### The request:
Would it be possible to quote, exactly and in full, the lines from the one with "Target: muddy water" through the end of the entries below?

[Records of labeled points]
-=-=-=-=-
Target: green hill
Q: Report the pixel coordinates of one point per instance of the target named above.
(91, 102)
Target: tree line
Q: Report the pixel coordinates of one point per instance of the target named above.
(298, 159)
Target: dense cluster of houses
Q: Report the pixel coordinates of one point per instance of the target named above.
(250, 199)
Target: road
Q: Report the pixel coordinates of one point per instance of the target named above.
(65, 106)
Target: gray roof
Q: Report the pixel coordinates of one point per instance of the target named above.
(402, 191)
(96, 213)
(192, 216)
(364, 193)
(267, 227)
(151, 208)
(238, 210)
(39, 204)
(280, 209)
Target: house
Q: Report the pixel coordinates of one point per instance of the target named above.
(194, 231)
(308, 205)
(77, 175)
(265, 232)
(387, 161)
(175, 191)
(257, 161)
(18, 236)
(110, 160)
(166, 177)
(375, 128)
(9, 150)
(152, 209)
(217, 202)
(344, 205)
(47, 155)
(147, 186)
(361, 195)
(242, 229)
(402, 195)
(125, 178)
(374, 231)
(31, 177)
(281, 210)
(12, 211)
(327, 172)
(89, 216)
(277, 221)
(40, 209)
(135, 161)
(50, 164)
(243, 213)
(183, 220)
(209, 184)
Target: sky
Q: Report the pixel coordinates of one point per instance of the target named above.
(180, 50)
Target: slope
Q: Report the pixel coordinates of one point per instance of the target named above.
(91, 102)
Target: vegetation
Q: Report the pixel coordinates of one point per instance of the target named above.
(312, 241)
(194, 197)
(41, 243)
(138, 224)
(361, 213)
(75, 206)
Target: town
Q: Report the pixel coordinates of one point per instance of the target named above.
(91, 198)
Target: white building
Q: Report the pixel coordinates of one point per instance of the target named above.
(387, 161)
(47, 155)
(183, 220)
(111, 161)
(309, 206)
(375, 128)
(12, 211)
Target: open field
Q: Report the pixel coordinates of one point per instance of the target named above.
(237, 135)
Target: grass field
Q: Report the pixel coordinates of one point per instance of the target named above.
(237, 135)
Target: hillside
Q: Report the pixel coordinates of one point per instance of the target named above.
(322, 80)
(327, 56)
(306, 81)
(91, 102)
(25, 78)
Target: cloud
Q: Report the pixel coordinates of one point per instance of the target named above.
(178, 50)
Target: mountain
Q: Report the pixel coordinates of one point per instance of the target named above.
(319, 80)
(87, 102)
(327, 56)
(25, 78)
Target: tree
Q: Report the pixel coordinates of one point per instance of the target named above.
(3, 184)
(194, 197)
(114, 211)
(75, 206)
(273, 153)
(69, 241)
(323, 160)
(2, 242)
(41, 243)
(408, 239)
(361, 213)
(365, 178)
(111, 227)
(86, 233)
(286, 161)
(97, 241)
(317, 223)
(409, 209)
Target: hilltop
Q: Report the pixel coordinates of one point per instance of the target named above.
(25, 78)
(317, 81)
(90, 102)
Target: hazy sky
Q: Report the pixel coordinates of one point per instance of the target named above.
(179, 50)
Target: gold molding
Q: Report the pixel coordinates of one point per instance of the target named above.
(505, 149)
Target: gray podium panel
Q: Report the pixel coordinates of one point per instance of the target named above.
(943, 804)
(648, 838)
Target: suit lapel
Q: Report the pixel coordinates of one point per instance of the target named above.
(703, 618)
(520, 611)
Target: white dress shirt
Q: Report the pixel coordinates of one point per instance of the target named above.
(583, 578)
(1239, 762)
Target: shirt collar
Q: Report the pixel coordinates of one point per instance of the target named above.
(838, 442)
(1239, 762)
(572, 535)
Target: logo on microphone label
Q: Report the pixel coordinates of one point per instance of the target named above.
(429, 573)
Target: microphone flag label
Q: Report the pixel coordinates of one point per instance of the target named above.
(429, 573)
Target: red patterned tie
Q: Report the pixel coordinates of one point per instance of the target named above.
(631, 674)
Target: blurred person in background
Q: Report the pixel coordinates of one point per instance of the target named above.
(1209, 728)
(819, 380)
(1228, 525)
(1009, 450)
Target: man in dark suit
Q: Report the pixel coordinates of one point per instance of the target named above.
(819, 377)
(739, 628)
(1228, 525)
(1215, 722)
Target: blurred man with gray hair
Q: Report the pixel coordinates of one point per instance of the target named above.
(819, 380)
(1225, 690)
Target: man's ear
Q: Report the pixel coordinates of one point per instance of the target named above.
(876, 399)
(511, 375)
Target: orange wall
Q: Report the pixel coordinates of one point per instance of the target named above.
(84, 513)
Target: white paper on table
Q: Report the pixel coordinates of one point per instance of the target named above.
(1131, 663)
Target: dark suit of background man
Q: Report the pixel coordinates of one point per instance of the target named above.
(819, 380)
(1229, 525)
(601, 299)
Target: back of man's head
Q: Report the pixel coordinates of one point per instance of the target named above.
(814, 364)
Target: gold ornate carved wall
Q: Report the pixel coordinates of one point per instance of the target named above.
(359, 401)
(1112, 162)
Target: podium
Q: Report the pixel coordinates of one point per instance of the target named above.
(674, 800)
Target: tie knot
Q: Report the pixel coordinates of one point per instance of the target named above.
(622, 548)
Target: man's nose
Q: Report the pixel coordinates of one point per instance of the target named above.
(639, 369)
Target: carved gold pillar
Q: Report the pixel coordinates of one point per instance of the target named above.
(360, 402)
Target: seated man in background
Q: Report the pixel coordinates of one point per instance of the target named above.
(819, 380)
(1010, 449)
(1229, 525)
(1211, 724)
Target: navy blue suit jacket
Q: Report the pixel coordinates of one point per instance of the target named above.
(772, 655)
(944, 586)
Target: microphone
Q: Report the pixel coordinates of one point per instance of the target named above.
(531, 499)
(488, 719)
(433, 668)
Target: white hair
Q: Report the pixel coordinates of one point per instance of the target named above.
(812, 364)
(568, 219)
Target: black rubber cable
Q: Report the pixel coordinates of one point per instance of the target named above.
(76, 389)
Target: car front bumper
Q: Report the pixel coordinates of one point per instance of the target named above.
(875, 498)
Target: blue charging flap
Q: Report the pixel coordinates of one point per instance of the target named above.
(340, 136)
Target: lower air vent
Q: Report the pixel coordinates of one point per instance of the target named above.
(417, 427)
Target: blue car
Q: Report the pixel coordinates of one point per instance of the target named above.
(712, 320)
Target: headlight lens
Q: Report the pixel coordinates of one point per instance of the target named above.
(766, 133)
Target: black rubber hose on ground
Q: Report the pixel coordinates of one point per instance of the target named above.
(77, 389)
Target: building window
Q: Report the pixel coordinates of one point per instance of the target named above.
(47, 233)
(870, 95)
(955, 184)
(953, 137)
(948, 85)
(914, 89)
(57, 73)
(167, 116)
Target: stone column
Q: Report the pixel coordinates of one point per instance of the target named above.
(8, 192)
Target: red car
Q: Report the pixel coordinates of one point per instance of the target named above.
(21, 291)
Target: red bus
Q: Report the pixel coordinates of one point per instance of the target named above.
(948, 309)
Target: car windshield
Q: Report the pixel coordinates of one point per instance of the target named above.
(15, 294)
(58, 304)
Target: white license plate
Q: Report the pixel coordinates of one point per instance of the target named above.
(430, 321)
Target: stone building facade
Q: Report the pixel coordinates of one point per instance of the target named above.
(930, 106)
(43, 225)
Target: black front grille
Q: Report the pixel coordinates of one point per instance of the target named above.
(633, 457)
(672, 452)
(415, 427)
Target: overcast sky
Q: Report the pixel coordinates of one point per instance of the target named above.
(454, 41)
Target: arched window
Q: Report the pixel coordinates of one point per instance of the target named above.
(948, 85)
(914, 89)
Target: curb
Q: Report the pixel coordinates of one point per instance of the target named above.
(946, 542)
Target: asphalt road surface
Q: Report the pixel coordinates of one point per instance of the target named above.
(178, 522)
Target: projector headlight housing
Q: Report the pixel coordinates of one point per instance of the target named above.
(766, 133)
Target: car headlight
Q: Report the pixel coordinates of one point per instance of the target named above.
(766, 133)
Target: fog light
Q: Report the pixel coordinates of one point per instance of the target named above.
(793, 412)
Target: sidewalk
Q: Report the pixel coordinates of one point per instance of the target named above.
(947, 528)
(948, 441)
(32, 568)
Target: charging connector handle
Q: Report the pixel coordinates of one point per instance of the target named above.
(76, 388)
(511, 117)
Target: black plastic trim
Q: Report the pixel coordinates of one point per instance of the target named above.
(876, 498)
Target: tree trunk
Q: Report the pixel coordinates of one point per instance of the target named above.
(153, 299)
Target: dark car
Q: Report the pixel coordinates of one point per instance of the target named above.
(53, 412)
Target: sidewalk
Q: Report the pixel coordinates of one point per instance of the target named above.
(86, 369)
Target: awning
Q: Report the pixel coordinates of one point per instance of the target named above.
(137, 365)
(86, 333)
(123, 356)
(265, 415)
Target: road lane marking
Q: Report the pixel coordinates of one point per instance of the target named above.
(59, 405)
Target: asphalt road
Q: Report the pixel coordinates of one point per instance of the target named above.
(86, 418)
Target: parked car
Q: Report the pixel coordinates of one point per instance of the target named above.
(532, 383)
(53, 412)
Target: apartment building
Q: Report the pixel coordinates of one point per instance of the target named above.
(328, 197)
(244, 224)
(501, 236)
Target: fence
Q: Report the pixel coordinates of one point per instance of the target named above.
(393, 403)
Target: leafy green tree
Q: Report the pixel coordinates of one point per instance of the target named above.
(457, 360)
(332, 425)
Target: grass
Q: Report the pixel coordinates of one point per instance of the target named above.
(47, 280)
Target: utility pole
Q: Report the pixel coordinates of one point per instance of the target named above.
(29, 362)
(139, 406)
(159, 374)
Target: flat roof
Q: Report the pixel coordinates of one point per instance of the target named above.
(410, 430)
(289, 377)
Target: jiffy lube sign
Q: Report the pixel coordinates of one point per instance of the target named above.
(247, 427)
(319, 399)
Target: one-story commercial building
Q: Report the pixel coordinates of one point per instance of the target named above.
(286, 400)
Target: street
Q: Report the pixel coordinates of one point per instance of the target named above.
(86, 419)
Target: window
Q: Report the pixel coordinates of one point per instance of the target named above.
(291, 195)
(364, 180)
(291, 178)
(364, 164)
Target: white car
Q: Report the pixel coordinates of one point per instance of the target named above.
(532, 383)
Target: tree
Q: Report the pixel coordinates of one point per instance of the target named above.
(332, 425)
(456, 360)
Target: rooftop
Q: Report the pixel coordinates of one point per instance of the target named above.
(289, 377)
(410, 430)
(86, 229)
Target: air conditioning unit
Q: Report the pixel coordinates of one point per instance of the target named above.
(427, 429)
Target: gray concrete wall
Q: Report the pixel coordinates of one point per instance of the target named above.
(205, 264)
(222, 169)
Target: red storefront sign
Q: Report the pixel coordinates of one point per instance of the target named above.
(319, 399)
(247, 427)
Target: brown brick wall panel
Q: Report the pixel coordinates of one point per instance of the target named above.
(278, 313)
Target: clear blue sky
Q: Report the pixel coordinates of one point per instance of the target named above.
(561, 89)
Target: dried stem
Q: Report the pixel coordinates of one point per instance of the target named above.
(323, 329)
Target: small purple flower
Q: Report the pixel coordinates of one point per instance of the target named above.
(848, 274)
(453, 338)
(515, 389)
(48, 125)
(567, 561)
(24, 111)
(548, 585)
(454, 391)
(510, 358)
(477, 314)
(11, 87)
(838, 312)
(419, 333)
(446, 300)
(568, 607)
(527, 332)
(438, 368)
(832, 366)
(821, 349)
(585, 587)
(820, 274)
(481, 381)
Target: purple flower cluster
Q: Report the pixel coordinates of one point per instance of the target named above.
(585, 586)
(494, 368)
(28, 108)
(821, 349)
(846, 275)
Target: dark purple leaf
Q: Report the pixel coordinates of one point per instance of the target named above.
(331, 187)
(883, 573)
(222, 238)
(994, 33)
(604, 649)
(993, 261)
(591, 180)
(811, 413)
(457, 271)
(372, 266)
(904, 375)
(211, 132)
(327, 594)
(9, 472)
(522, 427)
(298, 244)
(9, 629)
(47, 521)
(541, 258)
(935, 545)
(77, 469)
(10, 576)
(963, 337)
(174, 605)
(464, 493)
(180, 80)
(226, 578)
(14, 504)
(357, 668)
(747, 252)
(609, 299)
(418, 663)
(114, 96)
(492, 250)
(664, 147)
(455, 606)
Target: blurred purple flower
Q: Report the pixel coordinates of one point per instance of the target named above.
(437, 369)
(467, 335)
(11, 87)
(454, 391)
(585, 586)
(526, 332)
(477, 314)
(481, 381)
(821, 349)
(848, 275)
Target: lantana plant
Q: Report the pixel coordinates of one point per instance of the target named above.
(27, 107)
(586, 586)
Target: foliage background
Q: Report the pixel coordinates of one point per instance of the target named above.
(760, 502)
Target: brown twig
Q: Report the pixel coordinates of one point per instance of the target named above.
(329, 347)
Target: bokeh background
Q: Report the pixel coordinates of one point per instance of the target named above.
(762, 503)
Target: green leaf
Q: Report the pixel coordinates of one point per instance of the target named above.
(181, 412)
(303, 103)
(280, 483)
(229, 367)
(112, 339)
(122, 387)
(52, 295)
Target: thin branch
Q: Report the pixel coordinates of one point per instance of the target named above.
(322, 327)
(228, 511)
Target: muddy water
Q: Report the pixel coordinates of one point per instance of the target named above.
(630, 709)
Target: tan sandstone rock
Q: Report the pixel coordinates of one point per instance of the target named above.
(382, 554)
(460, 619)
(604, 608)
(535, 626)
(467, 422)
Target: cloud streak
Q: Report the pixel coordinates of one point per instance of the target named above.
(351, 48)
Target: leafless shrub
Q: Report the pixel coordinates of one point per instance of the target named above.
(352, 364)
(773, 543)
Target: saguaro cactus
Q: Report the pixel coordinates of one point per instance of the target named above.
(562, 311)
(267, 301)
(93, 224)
-=-=-=-=-
### Final result:
Target: muddy water
Q: Report the pixel coordinates of one point per instance of the target named above.
(630, 709)
Target: tan sandstone rock
Q: Report the pixel coordinates of one point per instance of the target named above.
(382, 554)
(460, 619)
(604, 608)
(535, 626)
(467, 422)
Target: cloud streak
Q: Report the pixel coordinates of one point per instance of the target named above.
(351, 48)
Target: leafless shrub
Q: Report the pixel coordinates of one point per instance of the target named above.
(352, 364)
(773, 543)
Target: saguaro cactus
Q: Report the pixel coordinates of one point per instance of the target named above.
(562, 311)
(267, 301)
(93, 224)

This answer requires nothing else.